Work item: The result should be an exact copy of the data, free of pictures.

Dataset entries:

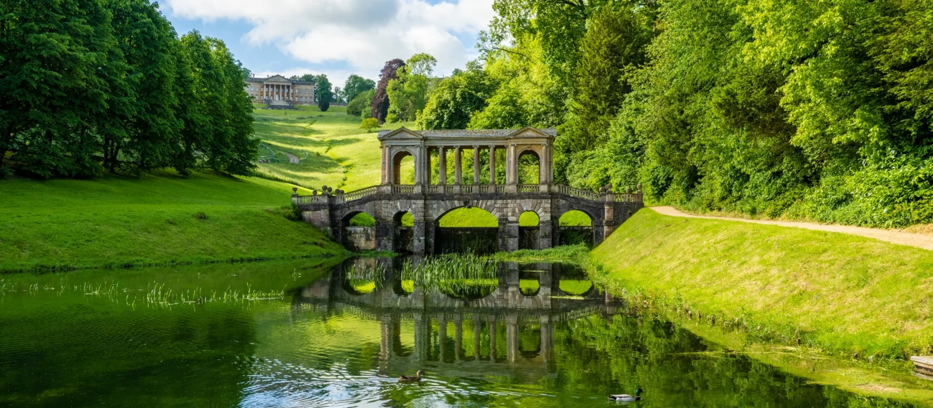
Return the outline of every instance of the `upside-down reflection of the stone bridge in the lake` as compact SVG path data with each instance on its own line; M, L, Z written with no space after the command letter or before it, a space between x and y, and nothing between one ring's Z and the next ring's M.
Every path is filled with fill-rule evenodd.
M555 325L617 312L616 303L573 266L500 263L489 290L458 291L412 286L392 264L358 259L342 265L296 292L295 312L313 308L325 316L379 321L380 369L386 372L430 367L457 377L530 379L553 372ZM402 336L408 321L411 347Z

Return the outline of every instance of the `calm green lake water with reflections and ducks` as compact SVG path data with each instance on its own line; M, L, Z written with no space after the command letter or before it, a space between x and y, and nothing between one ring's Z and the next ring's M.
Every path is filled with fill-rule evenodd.
M639 319L572 265L425 283L403 263L0 276L0 406L909 406Z

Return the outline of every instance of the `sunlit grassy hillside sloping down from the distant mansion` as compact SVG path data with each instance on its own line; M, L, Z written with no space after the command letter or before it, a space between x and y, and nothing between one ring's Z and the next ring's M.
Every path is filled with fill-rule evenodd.
M302 159L299 164L262 163L259 171L264 177L309 188L327 185L346 191L379 184L377 132L359 129L360 117L347 115L346 107L333 106L320 112L317 106L300 106L299 111L256 106L255 128L262 142L273 151ZM414 129L414 122L385 124L382 129L402 126Z

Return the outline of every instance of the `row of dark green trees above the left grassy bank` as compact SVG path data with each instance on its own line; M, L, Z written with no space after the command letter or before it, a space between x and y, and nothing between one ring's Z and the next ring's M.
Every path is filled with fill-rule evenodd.
M146 0L0 2L0 178L207 168L257 155L248 72Z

Output of the exercise:
Return the outline of every instance of the `upside-down reflection of the stone bridge in the lake` as compact SVG path data with each instance on its own line; M, L, Z written with no space after the command letter or before it, a space between x and y, and nothing between one ring's Z and the next ring's M.
Every path is filled with fill-rule evenodd.
M555 325L617 312L616 303L573 266L500 263L489 290L458 291L412 286L392 264L358 259L342 265L296 292L295 312L313 308L325 316L379 321L380 369L386 372L430 367L457 377L530 379L553 372ZM402 336L408 321L411 347Z

Return the outline of every instance of the `calm green lake water with reflections and ducks` as compact SVG path data with each instance on its own line; M, L, Z written with no space after the command letter or before it, a space between x and y, and nothing between one ring's Z and the next ring's M.
Every path is filled with fill-rule evenodd.
M639 319L572 265L425 283L403 263L0 276L0 406L909 406Z

Return the outline of every instance of the `sunlit grassy hillside sloping down from the distant mansion` as compact SVG path data with each instance on its own line; M, L, Z written with no space after the command letter or before it, a space between x and y, and nothing between one ring's Z and the next ring's M.
Every path is filled with fill-rule evenodd.
M302 159L299 164L262 163L259 171L264 177L309 188L327 185L346 191L379 184L377 132L359 129L360 117L347 115L346 107L333 106L320 112L317 106L300 106L299 111L256 106L255 128L262 142L273 151ZM414 129L414 122L385 124L382 129L402 126Z

Return the outline of every instance of the `row of dark green trees above the left grassy bank` as compact SVG path data with each instance on its own line; M, L, Z written with no space after the command letter or before it, a space between x and y, and nothing between one ring's Z and the next ring's M.
Every path is filled with fill-rule evenodd.
M146 0L0 2L0 178L207 168L257 155L248 72Z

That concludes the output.